> _TASKS_:
1. In the sea-swimming text, how much previous swimming does the writer say is now gone?
2. Retype the stretch of the sea-swimming text from "You do what" through "swimming had wrought.".

> _TEXT FOR ANALYSIS_:
You do what you can, until you no longer can, and by you, I mean me.
When I did return to swim I was suffused with that sense of rightness, of belonging, that I always feel. That the sea is my place, birth and rebirth, over and over, your fear is my happiness, my sorrow is my joy. This is my everything, and I have not been able to do it.
But unlike the return to swimming after the previous lockdown, I did not feel entirely whole. For one, my first few of trips have broken travel restrictions, something I did to want to do and had avoided for a long time. For another, I could feel the deepening of the physical effects that a year with no pool training and that a winter with almost no swimming had wrought.
I felt like a ship that had been too long in dry dock, or more appropriately, beached, as little maintenance of my vessel had occurred while I was dry. The sails of my shoulders had slackened, the sheets of my arms had loosened, and the rudders of my hands have lost motive force. The wooden keel of my core has dried out, no running or Pilates can substitute. Bizarrely (to me) I developed dry skin on my feet as I was no longer regularly immersed for long periods. And without sufficiently marinating in sea water, all the showers in the world could not make me feel clean.
I creak. My middle has expanded. For years I have wondered what a prolonged swimming absence would mean for me physically and now I have an inkling. All my previous swimming is gone. The fifteen million plus metres is gone. For years I have wondered what would be required to return from such an absence. That I am starting to learn.
It feels like a presentiment of aging, if it weren’t that everything feels that way if you think about it. For all these years I could head off to sea, hide myself in coves, caves and under cliffs away from the world. But if the water were warmer, I could not do that now. I will need to to refit my vessel before I undertake once more my sea-trials. A year will come when I cannot head for the horizon or round the Head by myself, or ever again.
But something does remain. The captain, my hard-won experience, is still at the helm. Though that captain also can get rusty. On the second day I swam, I forgot how the algae grows during the winter and I stepped outside the steps to allow space for an elderly gent about to exit the water, and immediately slipping on the outside concrete steps, my head ringing from what must have been a borderline concussion, one entire side from shoulder to ankle bruised and abraded and bleeding. I swam immediately and spent the next couple of days with a headache. Abrasions though are my version of barnacles, I would not be setting out to sea without accumulating new scars each year. Nonetheless, lessened as I am, aware as I am of that lessening, the cold water still welcomes me. I can still rotate and pull through and streamline and be at one with the ocean, shed fears and anxieties, become myself.
As I starting writing this, swim prospects seemed at best only occasional and irregular. But the five kilometer limit is now over, the temperature attained its nadir and has started to recover by a couple of degrees. Ten degrees, as every year, seems like it will be paradise when it arrives.
Bit I have enjoyed cold, getting cold and simply being cold in a way that feels, like cold always feels, like it’s new. Cold after all, is only our mortality immanentised, and that precious moment during rewarming that you pass from being slightly more cold to being slightly more warm is like a rebirth on land following the earlier oceanic rebirth.
With April, the siren call has increased, I am released from confinement and I have started, for surely it is just like starting, to put to sea and take my vessel back out, to add new barnacles to my hull, and let the wind and currents take me.

> _DATA SHOWN_:

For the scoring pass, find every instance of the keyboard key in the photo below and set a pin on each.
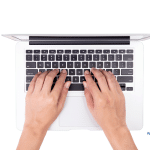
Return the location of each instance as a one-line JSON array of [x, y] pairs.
[[122, 64], [116, 71], [128, 57], [69, 64], [106, 64], [99, 64], [92, 64], [44, 57], [40, 64], [76, 87], [36, 57], [111, 57], [54, 64], [47, 64], [126, 71], [77, 64], [114, 64], [96, 57], [71, 71], [103, 57], [84, 64], [51, 57], [28, 57], [125, 78], [28, 51], [129, 64], [31, 71], [30, 64]]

> _PER-TASK OUTPUTS_:
1. Fifteen million plus metres.

2.
You do what you can, until you no longer can, and by you, I mean me.
When I did return to swim I was suffused with that sense of rightness, of belonging, that I always feel. That the sea is my place, birth and rebirth, over and over, your fear is my happiness, my sorrow is my joy. This is my everything, and I have not been able to do it.
But unlike the return to swimming after the previous lockdown, I did not feel entirely whole. For one, my first few of trips have broken travel restrictions, something I did to want to do and had avoided for a long time. For another, I could feel the deepening of the physical effects that a year with no pool training and that a winter with almost no swimming had wrought.